■ **RECORDS FOR PROCESSING**
——————

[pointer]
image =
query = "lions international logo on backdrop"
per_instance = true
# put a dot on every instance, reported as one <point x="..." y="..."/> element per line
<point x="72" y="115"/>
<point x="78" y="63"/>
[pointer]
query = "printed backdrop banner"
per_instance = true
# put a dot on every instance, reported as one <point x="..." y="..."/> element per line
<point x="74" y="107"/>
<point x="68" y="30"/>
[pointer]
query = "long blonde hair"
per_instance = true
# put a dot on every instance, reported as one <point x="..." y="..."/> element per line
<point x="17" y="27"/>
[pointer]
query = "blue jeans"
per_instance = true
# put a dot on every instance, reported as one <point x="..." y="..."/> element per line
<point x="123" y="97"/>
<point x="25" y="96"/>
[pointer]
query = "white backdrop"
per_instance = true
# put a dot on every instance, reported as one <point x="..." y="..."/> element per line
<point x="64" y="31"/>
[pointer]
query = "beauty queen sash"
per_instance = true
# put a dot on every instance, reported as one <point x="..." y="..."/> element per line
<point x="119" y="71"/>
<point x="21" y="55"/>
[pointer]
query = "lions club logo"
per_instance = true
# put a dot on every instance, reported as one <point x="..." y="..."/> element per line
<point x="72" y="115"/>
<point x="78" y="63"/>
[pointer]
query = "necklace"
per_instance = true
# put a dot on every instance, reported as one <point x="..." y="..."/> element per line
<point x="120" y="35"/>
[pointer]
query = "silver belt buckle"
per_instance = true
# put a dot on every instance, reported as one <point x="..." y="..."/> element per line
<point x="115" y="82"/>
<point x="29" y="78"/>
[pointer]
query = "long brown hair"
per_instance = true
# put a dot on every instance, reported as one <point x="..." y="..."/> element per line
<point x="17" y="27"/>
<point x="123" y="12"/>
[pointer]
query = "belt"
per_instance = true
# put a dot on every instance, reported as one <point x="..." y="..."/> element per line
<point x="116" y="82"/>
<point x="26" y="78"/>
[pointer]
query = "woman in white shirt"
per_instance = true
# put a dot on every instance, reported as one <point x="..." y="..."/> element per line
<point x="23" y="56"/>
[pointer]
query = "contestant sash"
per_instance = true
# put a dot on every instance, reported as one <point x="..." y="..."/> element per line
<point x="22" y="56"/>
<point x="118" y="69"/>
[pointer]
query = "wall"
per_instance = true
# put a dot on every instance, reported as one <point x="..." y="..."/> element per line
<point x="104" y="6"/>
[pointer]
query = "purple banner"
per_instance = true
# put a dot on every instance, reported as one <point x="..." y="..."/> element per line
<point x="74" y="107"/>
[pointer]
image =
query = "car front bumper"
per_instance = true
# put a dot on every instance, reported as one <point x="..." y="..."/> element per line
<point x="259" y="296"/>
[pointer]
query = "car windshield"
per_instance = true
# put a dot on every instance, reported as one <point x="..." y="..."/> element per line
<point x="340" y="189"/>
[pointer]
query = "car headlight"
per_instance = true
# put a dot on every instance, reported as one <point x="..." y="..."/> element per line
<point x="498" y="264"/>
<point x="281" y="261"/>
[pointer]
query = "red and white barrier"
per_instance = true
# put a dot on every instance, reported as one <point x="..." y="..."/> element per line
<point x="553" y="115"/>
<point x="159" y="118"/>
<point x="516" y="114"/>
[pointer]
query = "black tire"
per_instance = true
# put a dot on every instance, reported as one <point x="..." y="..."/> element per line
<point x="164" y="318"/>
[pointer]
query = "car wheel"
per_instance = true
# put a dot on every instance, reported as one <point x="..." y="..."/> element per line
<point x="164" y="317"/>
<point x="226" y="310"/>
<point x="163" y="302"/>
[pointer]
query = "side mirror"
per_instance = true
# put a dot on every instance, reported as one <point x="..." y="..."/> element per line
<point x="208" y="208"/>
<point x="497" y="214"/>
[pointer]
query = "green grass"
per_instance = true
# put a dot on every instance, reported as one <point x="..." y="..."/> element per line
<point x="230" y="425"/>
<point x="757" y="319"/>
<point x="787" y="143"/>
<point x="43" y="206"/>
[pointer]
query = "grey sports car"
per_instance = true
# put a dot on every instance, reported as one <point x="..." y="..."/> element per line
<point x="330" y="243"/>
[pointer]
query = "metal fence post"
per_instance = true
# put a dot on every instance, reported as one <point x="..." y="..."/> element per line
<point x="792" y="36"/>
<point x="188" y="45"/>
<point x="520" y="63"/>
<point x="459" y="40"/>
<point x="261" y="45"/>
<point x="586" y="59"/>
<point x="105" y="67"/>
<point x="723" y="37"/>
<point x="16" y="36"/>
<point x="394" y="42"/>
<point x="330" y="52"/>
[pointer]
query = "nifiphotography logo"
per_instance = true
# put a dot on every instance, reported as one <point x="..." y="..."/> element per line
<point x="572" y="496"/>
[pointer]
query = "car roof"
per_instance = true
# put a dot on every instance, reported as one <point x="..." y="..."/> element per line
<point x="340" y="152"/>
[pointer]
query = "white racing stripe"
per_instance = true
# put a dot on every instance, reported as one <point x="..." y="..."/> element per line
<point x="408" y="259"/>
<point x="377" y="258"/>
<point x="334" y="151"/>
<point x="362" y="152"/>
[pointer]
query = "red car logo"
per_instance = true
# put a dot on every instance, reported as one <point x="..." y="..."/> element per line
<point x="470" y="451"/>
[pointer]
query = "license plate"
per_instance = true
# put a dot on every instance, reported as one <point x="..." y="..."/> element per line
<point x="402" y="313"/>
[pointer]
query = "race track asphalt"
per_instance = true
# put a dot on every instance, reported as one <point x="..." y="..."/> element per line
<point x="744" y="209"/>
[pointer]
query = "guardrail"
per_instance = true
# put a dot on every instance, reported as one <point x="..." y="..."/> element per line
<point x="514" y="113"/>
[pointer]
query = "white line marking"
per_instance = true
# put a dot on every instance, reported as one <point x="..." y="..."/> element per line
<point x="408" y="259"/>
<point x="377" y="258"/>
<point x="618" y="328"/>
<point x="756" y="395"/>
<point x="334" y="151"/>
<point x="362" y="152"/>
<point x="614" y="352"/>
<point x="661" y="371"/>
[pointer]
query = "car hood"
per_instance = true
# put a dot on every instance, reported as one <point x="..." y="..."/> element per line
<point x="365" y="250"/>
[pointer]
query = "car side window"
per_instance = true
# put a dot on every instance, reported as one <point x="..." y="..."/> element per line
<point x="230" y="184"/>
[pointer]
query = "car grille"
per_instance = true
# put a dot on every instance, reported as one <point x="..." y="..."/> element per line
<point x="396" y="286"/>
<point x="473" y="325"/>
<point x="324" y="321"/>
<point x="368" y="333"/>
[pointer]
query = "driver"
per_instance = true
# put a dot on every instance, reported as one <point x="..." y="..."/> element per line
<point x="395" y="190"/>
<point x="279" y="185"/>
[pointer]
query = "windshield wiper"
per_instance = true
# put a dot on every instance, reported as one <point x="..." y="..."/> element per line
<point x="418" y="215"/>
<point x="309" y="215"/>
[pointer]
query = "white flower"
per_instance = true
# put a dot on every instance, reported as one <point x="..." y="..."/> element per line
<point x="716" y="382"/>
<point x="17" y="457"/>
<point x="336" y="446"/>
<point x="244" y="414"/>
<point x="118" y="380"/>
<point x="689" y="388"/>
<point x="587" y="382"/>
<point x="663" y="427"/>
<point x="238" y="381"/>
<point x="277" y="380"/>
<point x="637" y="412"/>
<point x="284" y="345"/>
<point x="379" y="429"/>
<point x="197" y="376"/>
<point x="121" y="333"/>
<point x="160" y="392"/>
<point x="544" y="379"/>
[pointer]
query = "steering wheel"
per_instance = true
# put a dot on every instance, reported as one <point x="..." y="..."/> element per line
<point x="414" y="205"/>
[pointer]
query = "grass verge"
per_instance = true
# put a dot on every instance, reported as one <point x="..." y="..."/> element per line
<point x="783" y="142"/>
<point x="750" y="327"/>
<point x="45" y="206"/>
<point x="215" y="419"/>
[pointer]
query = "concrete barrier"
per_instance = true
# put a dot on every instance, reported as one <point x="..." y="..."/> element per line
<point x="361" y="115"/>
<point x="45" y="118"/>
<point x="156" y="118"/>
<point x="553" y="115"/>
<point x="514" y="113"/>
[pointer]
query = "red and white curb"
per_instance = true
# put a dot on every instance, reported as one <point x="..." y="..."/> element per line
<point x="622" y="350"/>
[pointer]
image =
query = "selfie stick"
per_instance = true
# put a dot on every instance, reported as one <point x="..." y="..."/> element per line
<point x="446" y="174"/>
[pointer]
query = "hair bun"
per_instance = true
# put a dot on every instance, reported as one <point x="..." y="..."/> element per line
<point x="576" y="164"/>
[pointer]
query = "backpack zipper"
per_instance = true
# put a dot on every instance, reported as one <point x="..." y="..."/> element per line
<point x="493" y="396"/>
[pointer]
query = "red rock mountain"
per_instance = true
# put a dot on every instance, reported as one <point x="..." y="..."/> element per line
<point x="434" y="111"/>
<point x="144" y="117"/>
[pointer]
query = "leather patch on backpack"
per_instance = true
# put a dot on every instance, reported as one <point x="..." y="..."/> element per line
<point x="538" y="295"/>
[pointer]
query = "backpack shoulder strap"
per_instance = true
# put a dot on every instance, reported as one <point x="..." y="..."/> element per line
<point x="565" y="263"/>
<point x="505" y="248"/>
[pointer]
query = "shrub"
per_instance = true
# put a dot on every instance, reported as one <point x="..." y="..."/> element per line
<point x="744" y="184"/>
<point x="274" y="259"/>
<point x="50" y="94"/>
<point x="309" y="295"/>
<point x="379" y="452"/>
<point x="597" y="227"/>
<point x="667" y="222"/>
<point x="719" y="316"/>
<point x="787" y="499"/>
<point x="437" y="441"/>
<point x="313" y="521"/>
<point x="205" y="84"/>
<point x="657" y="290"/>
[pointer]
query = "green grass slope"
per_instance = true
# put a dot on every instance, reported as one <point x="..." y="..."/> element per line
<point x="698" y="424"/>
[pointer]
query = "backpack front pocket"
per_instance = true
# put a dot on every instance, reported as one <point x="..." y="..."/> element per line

——————

■ **AIM OF THE EXERCISE**
Identify each line in the records above that contains the string "banner", and reproduce every such line in full. Treat the match as case-sensitive.

■ **SOLUTION FOR THIS TASK**
query = "printed backdrop banner"
query = "purple banner"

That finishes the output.